→ Exercise details: When a record contains an image, skip the image and retype the rest of that record exactly.

→ Provided data:
╔══
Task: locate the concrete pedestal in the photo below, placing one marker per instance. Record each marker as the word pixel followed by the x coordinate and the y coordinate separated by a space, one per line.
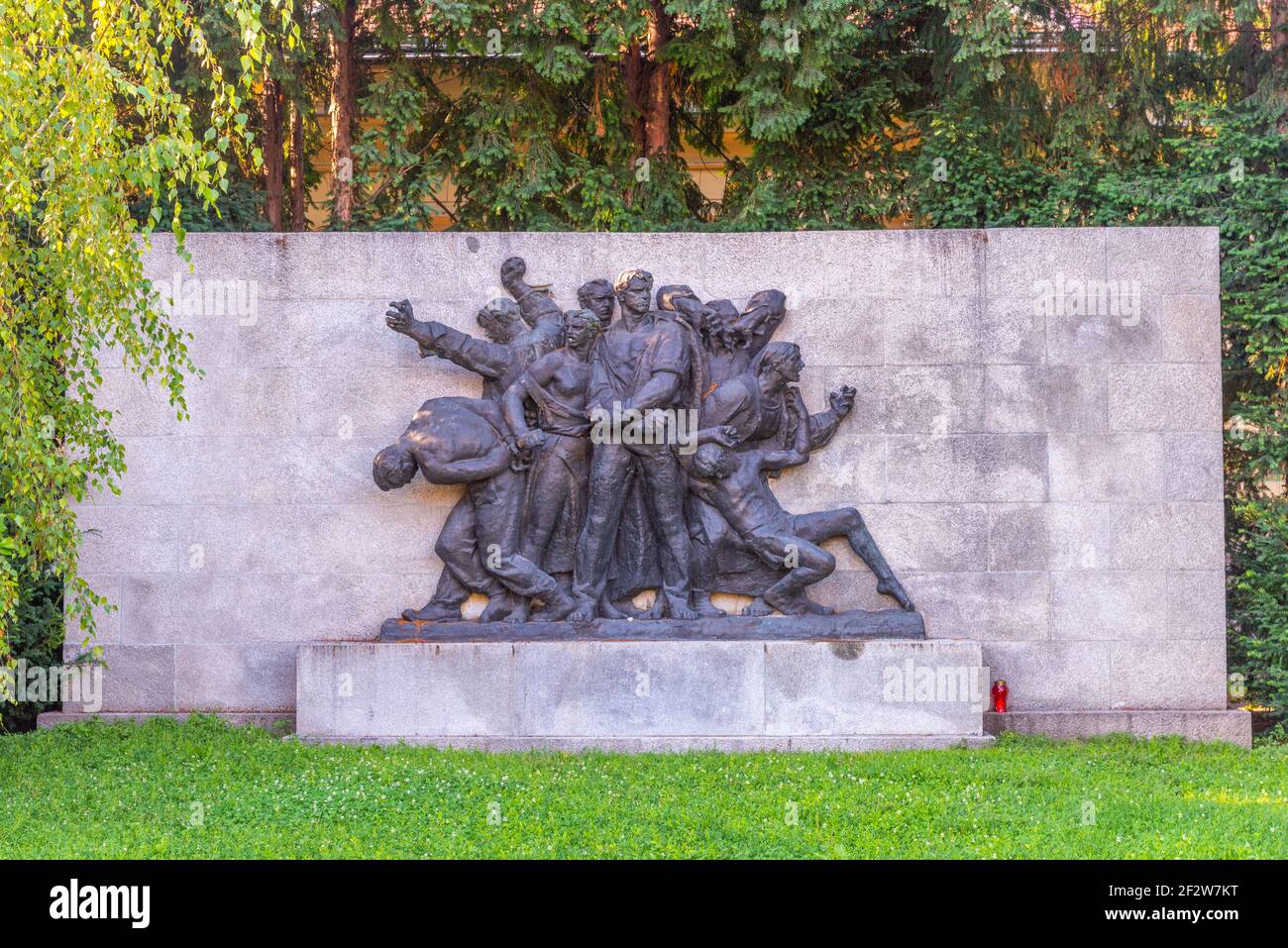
pixel 644 694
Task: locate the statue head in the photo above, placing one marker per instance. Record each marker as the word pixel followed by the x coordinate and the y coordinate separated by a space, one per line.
pixel 597 298
pixel 668 296
pixel 500 320
pixel 581 326
pixel 712 462
pixel 721 320
pixel 634 291
pixel 393 468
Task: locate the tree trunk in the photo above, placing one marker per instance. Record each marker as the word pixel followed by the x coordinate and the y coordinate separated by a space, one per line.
pixel 657 136
pixel 297 220
pixel 270 102
pixel 1279 39
pixel 342 112
pixel 635 80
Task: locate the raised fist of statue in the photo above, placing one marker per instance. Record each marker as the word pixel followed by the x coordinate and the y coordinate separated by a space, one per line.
pixel 841 399
pixel 513 269
pixel 399 317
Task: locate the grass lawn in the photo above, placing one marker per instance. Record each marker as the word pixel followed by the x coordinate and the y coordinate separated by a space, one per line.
pixel 207 790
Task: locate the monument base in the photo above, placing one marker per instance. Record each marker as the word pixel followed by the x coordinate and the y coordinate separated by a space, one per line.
pixel 887 623
pixel 644 694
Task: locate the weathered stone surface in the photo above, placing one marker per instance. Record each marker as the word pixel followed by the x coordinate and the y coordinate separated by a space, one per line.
pixel 261 677
pixel 1021 467
pixel 1054 675
pixel 961 468
pixel 1020 260
pixel 1046 398
pixel 1108 604
pixel 134 678
pixel 1170 674
pixel 889 623
pixel 1233 727
pixel 1164 398
pixel 874 687
pixel 1164 260
pixel 636 690
pixel 1107 467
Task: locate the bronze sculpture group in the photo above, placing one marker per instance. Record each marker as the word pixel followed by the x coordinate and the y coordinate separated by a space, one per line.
pixel 622 447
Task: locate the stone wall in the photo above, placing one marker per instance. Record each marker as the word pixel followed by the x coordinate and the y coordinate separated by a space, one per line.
pixel 1046 483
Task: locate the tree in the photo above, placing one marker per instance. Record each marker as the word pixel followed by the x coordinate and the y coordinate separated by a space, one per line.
pixel 93 128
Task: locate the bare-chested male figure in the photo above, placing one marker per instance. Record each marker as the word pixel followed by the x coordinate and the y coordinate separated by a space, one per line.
pixel 733 481
pixel 464 441
pixel 643 361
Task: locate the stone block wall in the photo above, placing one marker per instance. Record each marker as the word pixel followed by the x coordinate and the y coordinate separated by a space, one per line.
pixel 1046 480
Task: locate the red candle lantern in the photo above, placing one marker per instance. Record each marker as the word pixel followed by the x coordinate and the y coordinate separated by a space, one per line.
pixel 1000 691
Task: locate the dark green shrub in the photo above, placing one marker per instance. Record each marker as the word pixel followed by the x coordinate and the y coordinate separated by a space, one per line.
pixel 35 636
pixel 1258 601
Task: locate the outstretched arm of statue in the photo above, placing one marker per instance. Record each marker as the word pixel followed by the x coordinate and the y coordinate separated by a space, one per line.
pixel 400 320
pixel 533 301
pixel 488 360
pixel 468 471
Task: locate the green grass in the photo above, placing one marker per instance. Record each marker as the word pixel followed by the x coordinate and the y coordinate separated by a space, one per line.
pixel 124 790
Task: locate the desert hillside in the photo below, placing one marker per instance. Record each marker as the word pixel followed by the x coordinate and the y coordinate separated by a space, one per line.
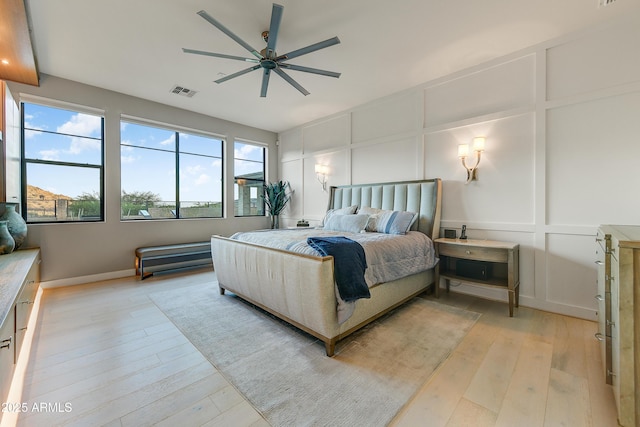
pixel 42 199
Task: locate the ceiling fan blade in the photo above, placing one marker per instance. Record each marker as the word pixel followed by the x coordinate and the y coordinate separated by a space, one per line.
pixel 265 82
pixel 291 81
pixel 228 32
pixel 239 73
pixel 219 55
pixel 308 49
pixel 274 27
pixel 310 70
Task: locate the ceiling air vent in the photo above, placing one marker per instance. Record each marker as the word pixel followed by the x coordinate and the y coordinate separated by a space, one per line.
pixel 179 90
pixel 603 3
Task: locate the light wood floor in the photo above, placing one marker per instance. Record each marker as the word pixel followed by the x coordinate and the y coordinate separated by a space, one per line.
pixel 104 354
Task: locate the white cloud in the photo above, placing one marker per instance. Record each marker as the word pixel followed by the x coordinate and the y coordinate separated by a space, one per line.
pixel 50 154
pixel 82 124
pixel 193 170
pixel 78 145
pixel 128 159
pixel 245 150
pixel 203 179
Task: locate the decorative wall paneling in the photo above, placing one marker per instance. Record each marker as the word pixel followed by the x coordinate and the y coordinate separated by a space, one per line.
pixel 562 133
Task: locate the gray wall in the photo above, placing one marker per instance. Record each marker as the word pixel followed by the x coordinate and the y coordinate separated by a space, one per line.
pixel 562 129
pixel 78 253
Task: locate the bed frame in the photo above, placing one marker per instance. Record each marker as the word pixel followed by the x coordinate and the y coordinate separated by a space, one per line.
pixel 300 288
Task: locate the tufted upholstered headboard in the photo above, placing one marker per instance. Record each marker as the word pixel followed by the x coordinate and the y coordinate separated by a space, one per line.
pixel 424 197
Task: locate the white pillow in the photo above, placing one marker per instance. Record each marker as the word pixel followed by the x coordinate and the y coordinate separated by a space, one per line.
pixel 347 223
pixel 349 210
pixel 388 221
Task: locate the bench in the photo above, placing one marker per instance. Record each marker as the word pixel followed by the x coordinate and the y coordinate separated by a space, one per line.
╚══
→ Response to the task:
Task: locate the concrete pedestal in the photo below, placing one marker per instance. Record each marker as the word pixel followed by the x coordinate and the y coordinate separated by a space, one per line.
pixel 644 694
Task: locate the statue head in the photo above, placing one marker per instance. Record each marker as the word pixel followed by the x coordinate and the y coordinate separated by a space, one per line.
pixel 597 298
pixel 668 296
pixel 500 320
pixel 581 326
pixel 712 462
pixel 721 320
pixel 634 291
pixel 393 468
Task: locate the tree trunk in the photo above, placing one marker per instance. Record each marker as the word pixel followed by the x coordinate and the y coordinate separated by a space, one per line.
pixel 657 136
pixel 297 220
pixel 270 102
pixel 1279 39
pixel 342 112
pixel 635 80
Task: locate the raised fist of statue in the photo above, placing one marker per instance. Record each marker as the word pixel followed by the x coordinate and the y coordinate separated by a space, one per line.
pixel 841 399
pixel 513 269
pixel 399 317
Task: locate the grass lawn in the photo above, placing one marker per instance. Record each marker as the word pixel followed by the x coordinate and the y coordinate separated by a space, one per line.
pixel 207 790
Task: locate the monument base in the photo above, placing one marker per instance. Record each marker as the word pixel followed by the x coordinate and the y coordinate separated by a space, one per line.
pixel 887 623
pixel 644 694
Task: locate the weathered stone surface in the photo above, placing one marker per instance. Record each marker as the word pixel followed by the x coordinate and the y coordinate separated by a space, one per line.
pixel 261 677
pixel 1021 467
pixel 1054 675
pixel 961 468
pixel 1020 260
pixel 1046 398
pixel 1108 604
pixel 134 678
pixel 1170 674
pixel 889 623
pixel 1233 727
pixel 1164 398
pixel 874 687
pixel 1164 260
pixel 636 690
pixel 1107 467
Task: locate the bronze sculpture group in the photo above, placing one marker per instance. Record each marker as the word pixel followed by the x coordinate and the y coordinate separated by a space, one per line.
pixel 622 447
Task: locate the stone wall in the photo above, placing one marker per instance. Record each marker as the word pixel followed by the x coordinate and the y coordinate separated by a space, one per line.
pixel 1046 483
Task: locate the tree in the photo above, placing one marker per instance. Record each marker as the word pixel followed by the x coordinate and the y coordinate separated by a space, one per line.
pixel 93 128
Task: locate the bare-chested male figure in the photo above, placing one marker per instance. Record each marker as the word pixel followed by the x coordinate and the y coordinate separated by a space, one per line.
pixel 733 481
pixel 464 441
pixel 643 361
Task: locate the stone block wall in the photo above, placing one marker per instance. Record each marker as the word pixel followed by the x coordinate and the y coordinate separated by a space, one per line.
pixel 1046 480
Task: locate the red candle lantern in the photo above, placing one marker per instance. Record each marker as the word pixel followed by the x coordinate and the y coordinate separated by a space, one per line.
pixel 1000 691
Task: locate the dark green shrub in the photo above, placing one marker per instance. Record each marker as the word pixel followed by the x coordinate and the y coordinate separated by a space, one per line.
pixel 35 636
pixel 1258 601
Task: locate the outstretched arm of statue in the photo above, placing one marker per instance. Record each marker as the word pixel followed by the x coordinate and the y coordinate separated by a space, one per line.
pixel 400 320
pixel 533 301
pixel 488 360
pixel 468 471
Task: locate the green grass in the photo above, placing one marker per instance. Record each marker as the word pixel followed by the x coordinate and the y coordinate separated by a space, one per line.
pixel 124 790
Task: locate the desert hillside in the photo below, placing one marker per instance. Record each marker as the word pixel followed by the x coordinate and the y coordinate separated by a space, one per line.
pixel 42 199
Task: locate the ceiling fan blade in the photo above, placing one marker per instance. Record each marker as the word pixel followed by the x coordinate and the y coordinate separated by a space, one per line.
pixel 265 82
pixel 291 81
pixel 228 32
pixel 239 73
pixel 219 55
pixel 308 49
pixel 274 27
pixel 310 70
Task: locate the ceiling air vent in the photo above, placing one marker per instance. Record each marker as the word pixel followed by the x coordinate and the y coordinate separated by a space, one per line.
pixel 179 90
pixel 603 3
Task: locate the light wood floor in the photo above, placing one marker per instance. Record each marker as the word pixel followed by the x coordinate and the y coordinate separated by a space, one per line.
pixel 104 354
Task: locate the white cloud in the photo above, placing one marker per instance. Record each marker as the word pixel followed by the x coordinate and the y coordinate separated by a space, one per line.
pixel 50 154
pixel 82 124
pixel 193 170
pixel 78 145
pixel 128 159
pixel 245 150
pixel 203 179
Task: locate the decorative wall paneling in the photo above, placing one marker per instance. Record each marker as the word pixel followed by the x coordinate and the y coordinate separated by a space, one per line.
pixel 562 133
Task: locate the gray wall in the photo above, placing one marker per instance. Record each marker as the word pixel followed by the x coordinate and the y coordinate separated by a space, one per line.
pixel 562 129
pixel 78 253
Task: locate the bed frame in the photo above, placing one marker per instance. Record each marker as the word pixel followed by the x coordinate and the y coordinate separated by a space, one per line.
pixel 300 288
Task: locate the tufted upholstered headboard in the photo above, placing one marker per instance. Record each marker as the word pixel followed by the x coordinate and the y coordinate separated by a space, one per line.
pixel 424 197
Task: locate the white pillow in the photo above, placing one marker per instance. Record each marker as the word pixel followed by the x coordinate and the y coordinate separated by a space, one per line.
pixel 347 223
pixel 349 210
pixel 388 221
Task: locate the bench in the photo above, placing one marker per instance. Record each marker as the word pixel followed by the x coordinate and the y coordinate separated by a space, one per line.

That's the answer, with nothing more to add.